DOCUMENT TEXT

Composability. If-only composes with function composition and chaining:
employee(*)
|> $(upper:() /-> trim:())(FirstName, LastName | Country = "USA")
If-only is syntactic sugar over CASE expressions. The equivalent without if-only:
employee(*)
|> $$( _:(Department = "Executive" -> upper:(LastName); _ -> LastName) as LastName,
_:(Department = "Executive" -> upper:(FirstName); _ -> FirstName) as FirstName)
Regular Expression Column Addressing
A regular expression can select columns by name pattern:
employee(*)
|> ( /Date/ )
select
BirthDate, -- matches Regex /Date/
HireDate -- matches Regex /Date/
from employee;
Both BirthDate and HireDate match the pattern /Date/. The regex applies only to column names (not namespaces or indexes). Delightql uses UNIX BRE syntax within the REGEX sigil / /. Append i for case-insensitive matching: /date/i.
Restrictions. Regex column addressing may only appear in PROJECT-IN, PROJECT-OUT, or the second parentheses of MAP-COVER. It cannot:
- Be followed by
as - Be passed directly to a function
- Appear in EMBED
+( ), BASIC-COVER$$( ),RENAME-COVER*( ), or GROUP-MODULO
Rename Cover
The RENAME-COVER operator *( ) renames specified columns while passing all others through:
employee_2019(*)
|> *( FamilyName as LastName)
select
EmployeeId,
FamilyName as LastName,
FirstName,
Title,
ReportsTo,
BirthDate,
HireDate,
Address,
City,
State,
Country,
PostalCode,
Phone,
Fax,
Email
from employee_2019;
Rename cover preserves column count and column ordinality – only the names change.
Embedding
The EMBED operator +( ) adds a new column to a relation, placed after existing columns:
employee_2019(*)
|> +( strftime:('%Y',BirthDate) - 2 as two_years_before_birth )
select
*,
strftime('%Y',BirthDate) - 2 as two_years_before_birth
from employee;
This is equivalent to |> (*, expr as name). The embed syntax makes the intent explicit: the relation is unchanged except for the added column.
Map Embedding
The EMBED-MAP operator +$( )( ) applies a function across columns and creates new columns from the results (rather than replacing the originals):
f_to_c:(f) :- (f - 32.0)*0.5556
f_to_k:(f) :- f_to_c:(f)+273.15
?- boston_temps(*)
|> +$(f_to_c:() as :"{@}_c")( /_temp/ )
|> +$(f_to_k:() as :"{@}_k")( /_temp/ )

EXTRACTED DATA
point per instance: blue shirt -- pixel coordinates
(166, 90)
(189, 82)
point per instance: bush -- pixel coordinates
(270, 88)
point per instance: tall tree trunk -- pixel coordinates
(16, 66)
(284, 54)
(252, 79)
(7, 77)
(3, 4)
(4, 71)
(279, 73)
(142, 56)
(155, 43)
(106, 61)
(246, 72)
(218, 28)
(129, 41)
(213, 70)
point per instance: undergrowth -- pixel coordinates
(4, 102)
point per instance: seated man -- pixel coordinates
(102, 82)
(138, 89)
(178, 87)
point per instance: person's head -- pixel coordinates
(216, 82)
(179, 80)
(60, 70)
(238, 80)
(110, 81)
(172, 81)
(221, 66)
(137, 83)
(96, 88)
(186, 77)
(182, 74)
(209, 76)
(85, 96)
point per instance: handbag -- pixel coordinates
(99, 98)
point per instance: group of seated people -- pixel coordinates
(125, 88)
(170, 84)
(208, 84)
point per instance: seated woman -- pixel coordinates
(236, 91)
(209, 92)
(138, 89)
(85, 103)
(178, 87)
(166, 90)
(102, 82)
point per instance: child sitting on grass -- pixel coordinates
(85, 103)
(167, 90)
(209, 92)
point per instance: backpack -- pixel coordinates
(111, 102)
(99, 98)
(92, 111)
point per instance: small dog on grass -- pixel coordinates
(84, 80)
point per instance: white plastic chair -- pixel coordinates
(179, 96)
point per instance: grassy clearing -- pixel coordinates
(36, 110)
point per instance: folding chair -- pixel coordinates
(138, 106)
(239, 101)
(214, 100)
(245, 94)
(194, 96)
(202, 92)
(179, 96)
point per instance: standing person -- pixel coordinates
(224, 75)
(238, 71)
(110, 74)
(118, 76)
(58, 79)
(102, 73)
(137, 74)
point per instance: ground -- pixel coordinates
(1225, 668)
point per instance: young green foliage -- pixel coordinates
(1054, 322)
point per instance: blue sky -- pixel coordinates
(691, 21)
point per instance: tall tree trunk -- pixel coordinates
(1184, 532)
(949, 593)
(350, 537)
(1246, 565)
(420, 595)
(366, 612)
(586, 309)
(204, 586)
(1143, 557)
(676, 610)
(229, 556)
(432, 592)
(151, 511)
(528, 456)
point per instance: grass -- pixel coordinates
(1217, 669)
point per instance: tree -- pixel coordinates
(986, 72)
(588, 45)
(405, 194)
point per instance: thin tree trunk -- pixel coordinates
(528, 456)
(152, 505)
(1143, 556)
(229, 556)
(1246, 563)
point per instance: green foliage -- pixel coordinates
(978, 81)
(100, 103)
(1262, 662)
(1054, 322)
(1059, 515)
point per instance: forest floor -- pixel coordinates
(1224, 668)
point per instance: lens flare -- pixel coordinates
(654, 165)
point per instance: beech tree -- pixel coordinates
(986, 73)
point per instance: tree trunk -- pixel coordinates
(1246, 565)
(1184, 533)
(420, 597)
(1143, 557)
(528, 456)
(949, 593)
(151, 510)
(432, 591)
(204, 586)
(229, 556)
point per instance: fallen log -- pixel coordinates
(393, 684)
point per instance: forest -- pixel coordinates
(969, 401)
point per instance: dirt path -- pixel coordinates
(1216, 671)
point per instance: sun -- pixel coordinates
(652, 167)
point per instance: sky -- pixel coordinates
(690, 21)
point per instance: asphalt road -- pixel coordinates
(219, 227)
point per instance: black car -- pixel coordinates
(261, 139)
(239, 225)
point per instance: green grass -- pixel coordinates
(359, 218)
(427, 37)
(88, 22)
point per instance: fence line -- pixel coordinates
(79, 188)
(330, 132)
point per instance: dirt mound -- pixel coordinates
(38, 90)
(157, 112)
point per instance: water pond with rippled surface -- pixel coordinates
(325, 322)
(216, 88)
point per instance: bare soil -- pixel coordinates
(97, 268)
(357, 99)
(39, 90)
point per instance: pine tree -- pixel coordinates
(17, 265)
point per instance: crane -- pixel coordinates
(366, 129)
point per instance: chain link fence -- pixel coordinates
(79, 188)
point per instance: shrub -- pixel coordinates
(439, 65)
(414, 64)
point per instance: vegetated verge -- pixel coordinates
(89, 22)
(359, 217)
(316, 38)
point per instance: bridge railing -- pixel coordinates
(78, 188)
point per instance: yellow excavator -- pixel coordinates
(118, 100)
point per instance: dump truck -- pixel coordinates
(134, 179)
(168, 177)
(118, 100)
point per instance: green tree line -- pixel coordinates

WORK TO COMPLETE
a) Answer these from the Delightql text, one per line:
(i) What syntax does Delightql use within the regex sigil?
(ii) What two things does rename cover preserve?
(iii) Where does the EMBED operator place the new column?
b) Using the Delightql text, explain in one to three sentences why the embed syntax is used instead of the equivalent form |> (*, expr as name).
c) Please carry on the Delightql text from the point where it stops.

OUTPUTS FOR THE TASKS
a)
(i) UNIX BRE syntax.
(ii) Column count and column ordinality.
(iii) After the existing columns.

b) The embed syntax makes the intent explicit. It shows that the relation stays unchanged except for the added column.

c)
SELECT
month,
daily_max_temp,
daily_min_temp,
daily_avg_temp,
(daily_max_temp - 32.0) * 0.5556 AS daily_max_temp_c,
(daily_min_temp - 32.0) * 0.5556 AS daily_min_temp_c,
(daily_avg_temp - 32.0) * 0.5556 AS daily_avg_temp_c,
(daily_max_temp - 32.0) * 0.5556
+ 273.15 AS daily_max_temp_k,
(daily_min_temp - 32.0) * 0.5556
+ 273.15 AS daily_min_temp_k,
(daily_avg_temp - 32.0) * 0.5556
+ 273.15 AS daily_avg_temp_k
FROM boston_temps;
The first parentheses contain the function and an as qualifier with an F-STRING. The F-PARAM sigil @ stands in for the column name, generating daily_max_temp_c, daily_min_temp_c, etc. The second parentheses specify the target columns–here, all columns matching /_temp/.
Unlike MAP-COVER, which replaces columns in place, EMBED-MAP preserves the originals and appends the transformed columns.
Projection Summary
The operators introduced so far are all unary – they transform a single relation. The following qualities characterize their behavior:
- Column Cardinality Preserved: The number of columns remains unchanged.
- Column Ordinality Preserved: Columns retain their relative order, with no intercalation of new columns among existing ones.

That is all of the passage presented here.